19 Julho 2024
"A nossa culpa é não compreendermos que os fatos históricos não são apenas fatos, mas estão impregnados de humanidade. Os migrantes são vítimas de poderes impiedosos dos quais a Europa é aliada e apoio. Eles, em fuga, lutam contra uma realidade concreta. Nós, deste lado do mar, lutamos com entidades imaginárias, fantasmas gerados pela propaganda política, e esses fantasmas são reais, pelo menos para nós. São intocáveis, invencíveis, porque estão em nós mesmos".
O artigo é de Domenico Quirico, jornalista italiano, publicado por La Stampa, 18-07-2024. A tradução é de Luisa Rabolini.
Caso estejam entre aqueles que sentem simpatia pelos infelizes povos que emigram, eritreus e gambianos, sahelianos e afegãos, sírios e magrebinos, pelas humanidades e pelas tribos deixadas desamparadas e na sombra do ataque inexorável da nossa impiedosa época do Progresso, a visita de Giorgia Meloni à Líbia não lhes trará qualquer motivo de novidade ou de conforto.
Podem ter certeza. Nada mudará depois dos "históricos" acordos assinados por toda a companhia de microscópicas Excelências com "sinceras saudações" e "pensamentos afetuosos". Vou usar de cortesia: irrelevantes pedaços de papel que já ascenderam a um maneirismo do mais ou menos.

*Entradas fornecidas*:

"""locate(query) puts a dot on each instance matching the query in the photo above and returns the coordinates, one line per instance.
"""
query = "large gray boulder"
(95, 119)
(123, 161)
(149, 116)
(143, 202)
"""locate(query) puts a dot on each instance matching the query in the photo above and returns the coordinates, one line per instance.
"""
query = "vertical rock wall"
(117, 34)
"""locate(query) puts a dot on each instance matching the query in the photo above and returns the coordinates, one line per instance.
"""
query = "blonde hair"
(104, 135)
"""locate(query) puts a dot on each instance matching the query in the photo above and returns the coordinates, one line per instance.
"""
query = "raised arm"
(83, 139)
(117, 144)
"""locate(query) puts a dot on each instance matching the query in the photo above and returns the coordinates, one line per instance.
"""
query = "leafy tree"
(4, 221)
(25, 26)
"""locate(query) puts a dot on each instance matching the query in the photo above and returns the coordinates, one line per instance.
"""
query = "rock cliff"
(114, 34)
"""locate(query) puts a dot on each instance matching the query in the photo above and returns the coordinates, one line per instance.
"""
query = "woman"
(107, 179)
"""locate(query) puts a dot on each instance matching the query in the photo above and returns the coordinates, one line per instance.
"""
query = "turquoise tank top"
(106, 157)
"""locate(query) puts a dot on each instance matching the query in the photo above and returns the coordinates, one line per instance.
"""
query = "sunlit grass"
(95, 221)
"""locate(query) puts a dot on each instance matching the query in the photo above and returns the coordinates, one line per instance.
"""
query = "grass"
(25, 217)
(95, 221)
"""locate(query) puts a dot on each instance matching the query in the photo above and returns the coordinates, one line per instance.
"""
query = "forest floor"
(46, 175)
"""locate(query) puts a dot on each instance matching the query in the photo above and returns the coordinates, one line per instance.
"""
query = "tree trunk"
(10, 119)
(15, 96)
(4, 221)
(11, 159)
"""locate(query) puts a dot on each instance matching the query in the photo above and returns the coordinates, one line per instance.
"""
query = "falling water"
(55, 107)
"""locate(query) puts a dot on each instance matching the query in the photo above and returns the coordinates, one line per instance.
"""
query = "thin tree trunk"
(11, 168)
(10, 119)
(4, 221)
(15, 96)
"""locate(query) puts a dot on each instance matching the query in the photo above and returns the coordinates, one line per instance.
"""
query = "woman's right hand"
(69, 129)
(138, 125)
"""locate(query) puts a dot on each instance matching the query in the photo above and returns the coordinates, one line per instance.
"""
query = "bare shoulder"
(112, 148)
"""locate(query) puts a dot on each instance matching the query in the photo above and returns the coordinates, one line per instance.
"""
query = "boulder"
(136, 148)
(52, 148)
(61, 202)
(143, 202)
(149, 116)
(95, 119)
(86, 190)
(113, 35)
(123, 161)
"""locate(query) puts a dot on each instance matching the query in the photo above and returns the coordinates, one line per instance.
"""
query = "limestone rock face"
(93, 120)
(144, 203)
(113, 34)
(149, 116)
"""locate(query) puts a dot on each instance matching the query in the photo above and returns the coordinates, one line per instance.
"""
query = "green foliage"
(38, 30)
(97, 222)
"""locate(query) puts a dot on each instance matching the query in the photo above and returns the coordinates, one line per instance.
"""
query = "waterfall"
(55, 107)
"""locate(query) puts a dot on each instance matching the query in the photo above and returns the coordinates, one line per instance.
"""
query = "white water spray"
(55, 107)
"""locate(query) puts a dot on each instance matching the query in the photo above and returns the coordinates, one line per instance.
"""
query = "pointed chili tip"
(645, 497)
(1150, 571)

==

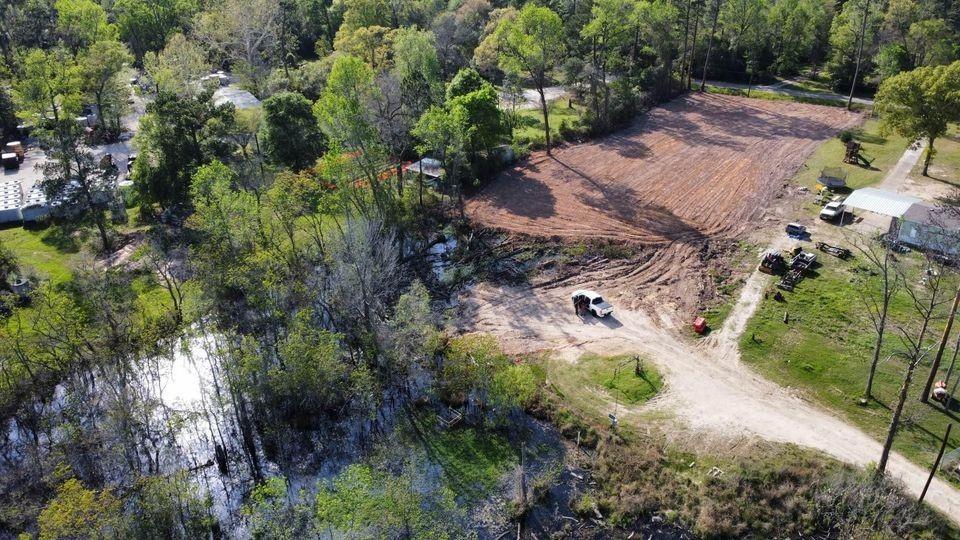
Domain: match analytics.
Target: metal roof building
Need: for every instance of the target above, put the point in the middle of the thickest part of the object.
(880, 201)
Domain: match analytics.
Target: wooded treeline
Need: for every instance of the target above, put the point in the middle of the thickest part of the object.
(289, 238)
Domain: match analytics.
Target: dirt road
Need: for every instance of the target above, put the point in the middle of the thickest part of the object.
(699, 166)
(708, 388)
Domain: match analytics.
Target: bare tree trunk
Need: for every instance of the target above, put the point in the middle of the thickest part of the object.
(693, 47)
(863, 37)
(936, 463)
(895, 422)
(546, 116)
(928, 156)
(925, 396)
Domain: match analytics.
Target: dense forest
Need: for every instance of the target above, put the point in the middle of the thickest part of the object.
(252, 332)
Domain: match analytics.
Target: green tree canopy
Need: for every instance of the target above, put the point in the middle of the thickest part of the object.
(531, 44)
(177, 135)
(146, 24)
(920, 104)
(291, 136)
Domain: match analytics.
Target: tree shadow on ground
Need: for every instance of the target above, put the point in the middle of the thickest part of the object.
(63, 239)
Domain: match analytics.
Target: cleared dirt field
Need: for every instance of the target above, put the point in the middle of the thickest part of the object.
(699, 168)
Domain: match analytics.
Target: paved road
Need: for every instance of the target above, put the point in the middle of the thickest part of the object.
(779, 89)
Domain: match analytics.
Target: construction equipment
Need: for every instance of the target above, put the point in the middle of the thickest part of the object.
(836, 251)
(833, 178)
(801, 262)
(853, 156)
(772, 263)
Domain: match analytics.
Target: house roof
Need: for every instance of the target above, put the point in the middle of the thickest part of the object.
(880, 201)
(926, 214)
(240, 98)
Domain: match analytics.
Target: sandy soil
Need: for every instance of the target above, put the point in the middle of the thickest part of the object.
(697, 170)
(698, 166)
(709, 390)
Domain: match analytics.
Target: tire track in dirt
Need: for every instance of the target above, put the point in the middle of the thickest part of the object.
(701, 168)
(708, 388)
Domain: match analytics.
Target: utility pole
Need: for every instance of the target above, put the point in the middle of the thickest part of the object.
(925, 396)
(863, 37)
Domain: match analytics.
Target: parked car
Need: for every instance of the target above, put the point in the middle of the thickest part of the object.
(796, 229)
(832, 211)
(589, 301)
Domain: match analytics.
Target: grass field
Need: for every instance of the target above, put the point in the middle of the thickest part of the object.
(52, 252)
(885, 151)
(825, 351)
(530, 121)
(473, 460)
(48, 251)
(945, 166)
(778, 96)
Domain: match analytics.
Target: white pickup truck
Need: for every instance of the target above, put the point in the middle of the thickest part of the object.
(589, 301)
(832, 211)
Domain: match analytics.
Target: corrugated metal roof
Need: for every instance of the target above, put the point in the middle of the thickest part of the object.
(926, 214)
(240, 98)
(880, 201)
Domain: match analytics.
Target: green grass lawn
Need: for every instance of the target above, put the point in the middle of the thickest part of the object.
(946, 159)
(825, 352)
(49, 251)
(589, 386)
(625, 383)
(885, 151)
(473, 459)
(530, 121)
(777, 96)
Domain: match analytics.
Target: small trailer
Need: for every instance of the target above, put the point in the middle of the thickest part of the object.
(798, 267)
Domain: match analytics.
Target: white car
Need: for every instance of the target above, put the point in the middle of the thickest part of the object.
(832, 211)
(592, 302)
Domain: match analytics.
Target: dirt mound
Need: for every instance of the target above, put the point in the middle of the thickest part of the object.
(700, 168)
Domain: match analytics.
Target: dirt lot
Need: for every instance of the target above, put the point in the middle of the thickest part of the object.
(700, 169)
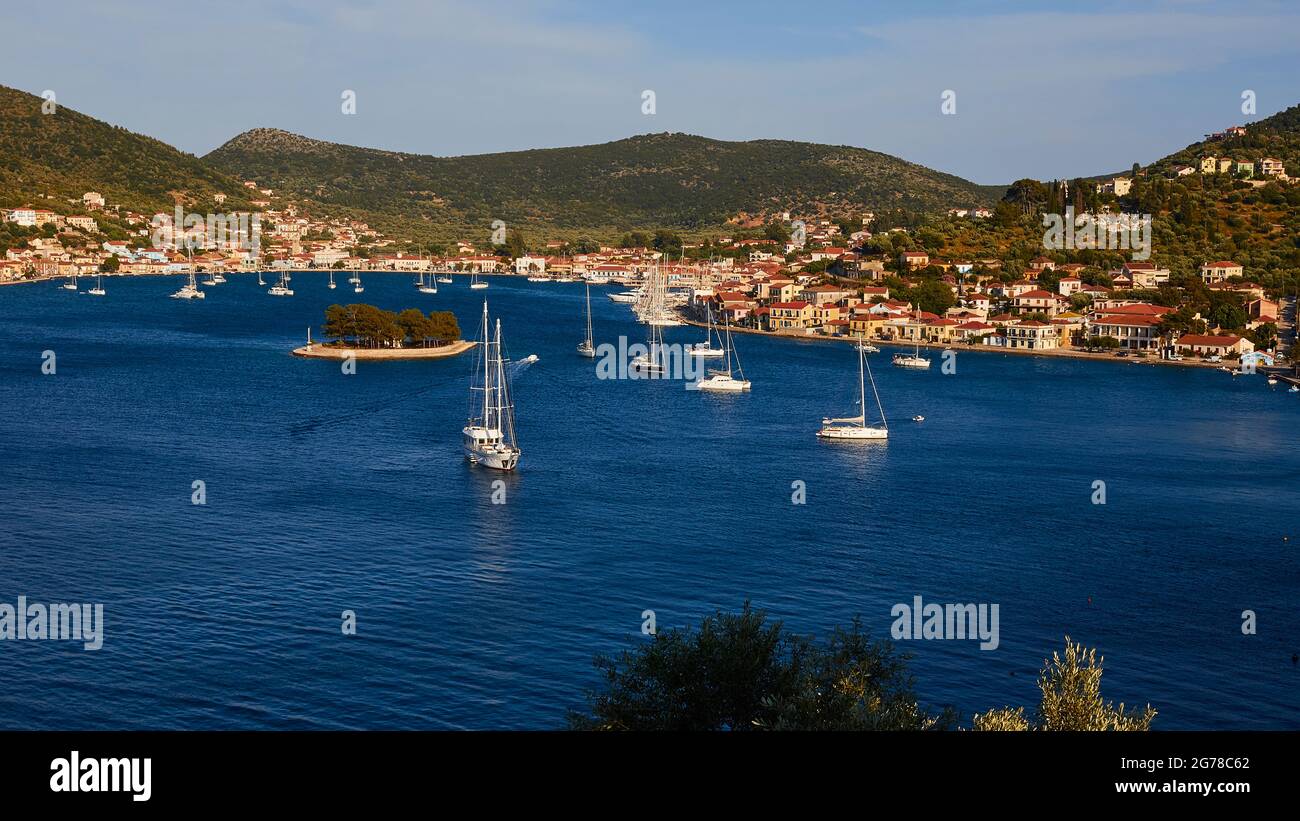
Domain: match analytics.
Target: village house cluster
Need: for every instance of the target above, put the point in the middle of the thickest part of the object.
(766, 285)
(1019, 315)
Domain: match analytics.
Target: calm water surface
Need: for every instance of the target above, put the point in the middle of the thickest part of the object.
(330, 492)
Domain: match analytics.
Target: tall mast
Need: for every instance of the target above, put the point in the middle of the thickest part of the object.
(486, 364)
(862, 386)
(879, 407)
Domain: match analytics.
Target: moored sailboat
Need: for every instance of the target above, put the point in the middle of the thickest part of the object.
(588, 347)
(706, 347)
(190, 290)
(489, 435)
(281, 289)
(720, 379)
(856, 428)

*Objetivos*:
A) Traduza para o inglês esta frase do trecho sobre os migrantes: "Os migrantes são vítimas de poderes impiedosos dos quais a Europa é aliada e apoio."
B) Retorne cada linha da listagem em que aparece a palavra "roof".

*Soluções dos exercícios*:
A) Migrants are victims of ruthless powers of which Europe is an ally and a support.

B)
Target: metal roof building
Target: house roof
Target: corrugated metal roof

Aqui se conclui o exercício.